Type out every line of the data again, exactly.
═══ Data ═══
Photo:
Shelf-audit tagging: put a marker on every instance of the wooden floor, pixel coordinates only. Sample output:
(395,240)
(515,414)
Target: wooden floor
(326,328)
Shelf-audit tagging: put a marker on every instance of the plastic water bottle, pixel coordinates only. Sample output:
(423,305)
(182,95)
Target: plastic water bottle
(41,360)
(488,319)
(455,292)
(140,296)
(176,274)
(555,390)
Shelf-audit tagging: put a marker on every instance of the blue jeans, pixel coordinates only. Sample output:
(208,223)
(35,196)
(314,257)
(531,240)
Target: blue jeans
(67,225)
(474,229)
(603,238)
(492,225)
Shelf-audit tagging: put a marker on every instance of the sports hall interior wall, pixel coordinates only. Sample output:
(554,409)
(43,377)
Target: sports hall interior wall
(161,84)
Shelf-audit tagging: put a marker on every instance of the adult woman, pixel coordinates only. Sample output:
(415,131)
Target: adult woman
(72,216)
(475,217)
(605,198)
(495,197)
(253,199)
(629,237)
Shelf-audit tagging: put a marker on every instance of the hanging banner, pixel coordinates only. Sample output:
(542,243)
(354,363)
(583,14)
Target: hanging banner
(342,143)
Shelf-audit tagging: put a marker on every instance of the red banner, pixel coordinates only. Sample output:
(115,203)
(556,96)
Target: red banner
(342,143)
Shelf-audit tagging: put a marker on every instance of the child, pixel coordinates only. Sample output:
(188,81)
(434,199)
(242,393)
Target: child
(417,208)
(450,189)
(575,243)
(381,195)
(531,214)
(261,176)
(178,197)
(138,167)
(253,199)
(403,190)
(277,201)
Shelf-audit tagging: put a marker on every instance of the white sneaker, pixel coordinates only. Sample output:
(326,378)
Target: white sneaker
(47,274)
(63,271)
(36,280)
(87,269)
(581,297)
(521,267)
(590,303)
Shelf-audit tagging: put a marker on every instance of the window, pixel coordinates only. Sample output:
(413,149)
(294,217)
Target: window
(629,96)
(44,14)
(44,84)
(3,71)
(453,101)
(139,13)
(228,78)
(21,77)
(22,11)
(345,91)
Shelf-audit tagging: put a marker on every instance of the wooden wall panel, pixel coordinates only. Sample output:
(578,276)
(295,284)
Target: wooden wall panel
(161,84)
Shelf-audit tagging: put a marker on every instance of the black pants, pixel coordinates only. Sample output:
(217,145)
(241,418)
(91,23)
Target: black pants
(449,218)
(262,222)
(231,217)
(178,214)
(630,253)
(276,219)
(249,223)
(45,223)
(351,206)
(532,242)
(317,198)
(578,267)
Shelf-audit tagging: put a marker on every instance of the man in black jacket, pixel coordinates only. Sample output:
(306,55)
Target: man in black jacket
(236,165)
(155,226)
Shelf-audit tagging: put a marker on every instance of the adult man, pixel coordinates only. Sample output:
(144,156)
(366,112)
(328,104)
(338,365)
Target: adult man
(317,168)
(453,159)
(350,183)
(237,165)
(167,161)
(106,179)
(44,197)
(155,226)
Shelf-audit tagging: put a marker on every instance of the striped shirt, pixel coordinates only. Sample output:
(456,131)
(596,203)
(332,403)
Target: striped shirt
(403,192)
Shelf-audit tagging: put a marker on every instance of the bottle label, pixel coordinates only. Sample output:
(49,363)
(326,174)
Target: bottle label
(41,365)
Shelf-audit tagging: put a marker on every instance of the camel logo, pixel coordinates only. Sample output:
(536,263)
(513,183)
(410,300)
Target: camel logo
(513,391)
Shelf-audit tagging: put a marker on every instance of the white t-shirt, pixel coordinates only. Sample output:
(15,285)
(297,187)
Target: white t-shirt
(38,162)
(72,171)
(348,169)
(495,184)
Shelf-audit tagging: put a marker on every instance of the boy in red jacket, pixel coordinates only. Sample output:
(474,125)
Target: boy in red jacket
═══
*Answer area*:
Photo:
Shelf-audit tagging: put a marker on every instance of the wooden floor, pixel coordinates only. Sample output:
(395,240)
(515,414)
Target: wooden floor
(326,328)
Shelf-audit tagging: put a marker on every instance of the plastic water bottle, pixel coordinates only. Sample output:
(423,305)
(182,95)
Target: plastic water bottle
(41,360)
(488,319)
(455,292)
(140,296)
(176,274)
(555,390)
Shelf-audit tagging: put a marker on every instance of the blue jeans, pixel coordinates only. Sample output:
(208,223)
(35,196)
(314,257)
(531,240)
Target: blue jeans
(67,225)
(474,229)
(603,238)
(492,225)
Shelf-audit tagging: put a marker on every instance of the sports hall interior wall, pixel coordinates only. Sample output:
(554,409)
(43,377)
Target: sports hall interior wall
(161,84)
Shelf-audit tagging: put a marker on every instance of the adult woman, pixel coordinates only. Sample output:
(415,131)
Target: adult woman
(72,216)
(475,217)
(605,198)
(495,197)
(253,199)
(629,237)
Shelf-audit tagging: put a marker on every instance of the hanging banner, pixel coordinates only. Sample output:
(542,243)
(354,363)
(583,14)
Target: hanging banner
(342,143)
Shelf-audit tagging: put a marker on every instance of the red banner, pixel coordinates only. Sample output:
(115,203)
(556,96)
Target: red banner
(342,143)
Shelf-audit tagging: put a marker on every instance of the child, pixel coordinates only. Sample output:
(188,81)
(434,199)
(242,393)
Target: child
(417,208)
(450,189)
(575,243)
(381,195)
(531,214)
(261,176)
(178,197)
(138,167)
(253,199)
(403,190)
(277,201)
Shelf-audit tagging: put a marker on every instance of the white sneaker, pixel coordinates only. Sample output:
(326,378)
Target: white sneaker
(47,274)
(63,271)
(36,280)
(87,269)
(581,297)
(521,267)
(590,303)
Shelf-audit tagging: put a marker on every instance of the window, pixel coordinates only. Sample output:
(413,149)
(294,217)
Target: window
(629,96)
(44,14)
(44,84)
(3,71)
(453,101)
(139,13)
(228,78)
(21,77)
(22,11)
(345,91)
Shelf-audit tagging: put a marker on every instance of the wooden wall panel, pixel coordinates only. Sample output:
(578,276)
(295,284)
Target: wooden wall panel
(161,84)
Shelf-audit tagging: put a marker on every instance of the black pants, pixel coordinates only. Sample output:
(217,145)
(241,418)
(91,23)
Target: black pants
(449,218)
(262,222)
(231,217)
(178,214)
(630,253)
(276,219)
(249,223)
(45,223)
(351,206)
(532,242)
(317,198)
(578,267)
Shelf-audit tagging: put a marker on every instance of the man in black jacket, pixel coordinates only. Sample output:
(306,55)
Target: man in black jacket
(236,165)
(155,226)
Shelf-audit tagging: put a marker on every instance of the adult man, pixel coordinates only. Sample output:
(144,156)
(366,112)
(328,104)
(338,365)
Target: adult man
(317,168)
(453,159)
(350,183)
(237,165)
(167,161)
(106,179)
(44,197)
(155,226)
Shelf-audit tagging: put a marker on every instance of the striped shirt, pixel coordinates only. Sample output:
(456,131)
(596,203)
(332,403)
Target: striped shirt
(403,192)
Shelf-audit tagging: put a marker on every instance of the bottle label, pixel coordinates only. Sample output:
(49,363)
(326,174)
Target: bottle label
(41,365)
Shelf-audit tagging: put a marker on every instance of the camel logo, pixel coordinates only. Sample output:
(536,263)
(513,183)
(410,300)
Target: camel logo
(513,391)
Shelf-audit tagging: put a marker on every instance of the white t-shirt, pixel coordinates only. Sample output:
(15,285)
(297,187)
Target: white t-shirt
(38,162)
(72,171)
(348,169)
(495,184)
Shelf-audit tagging: put a marker on every instance of the boy in red jacket, pixel coordinates only. Sample output:
(474,125)
Target: boy in red jacket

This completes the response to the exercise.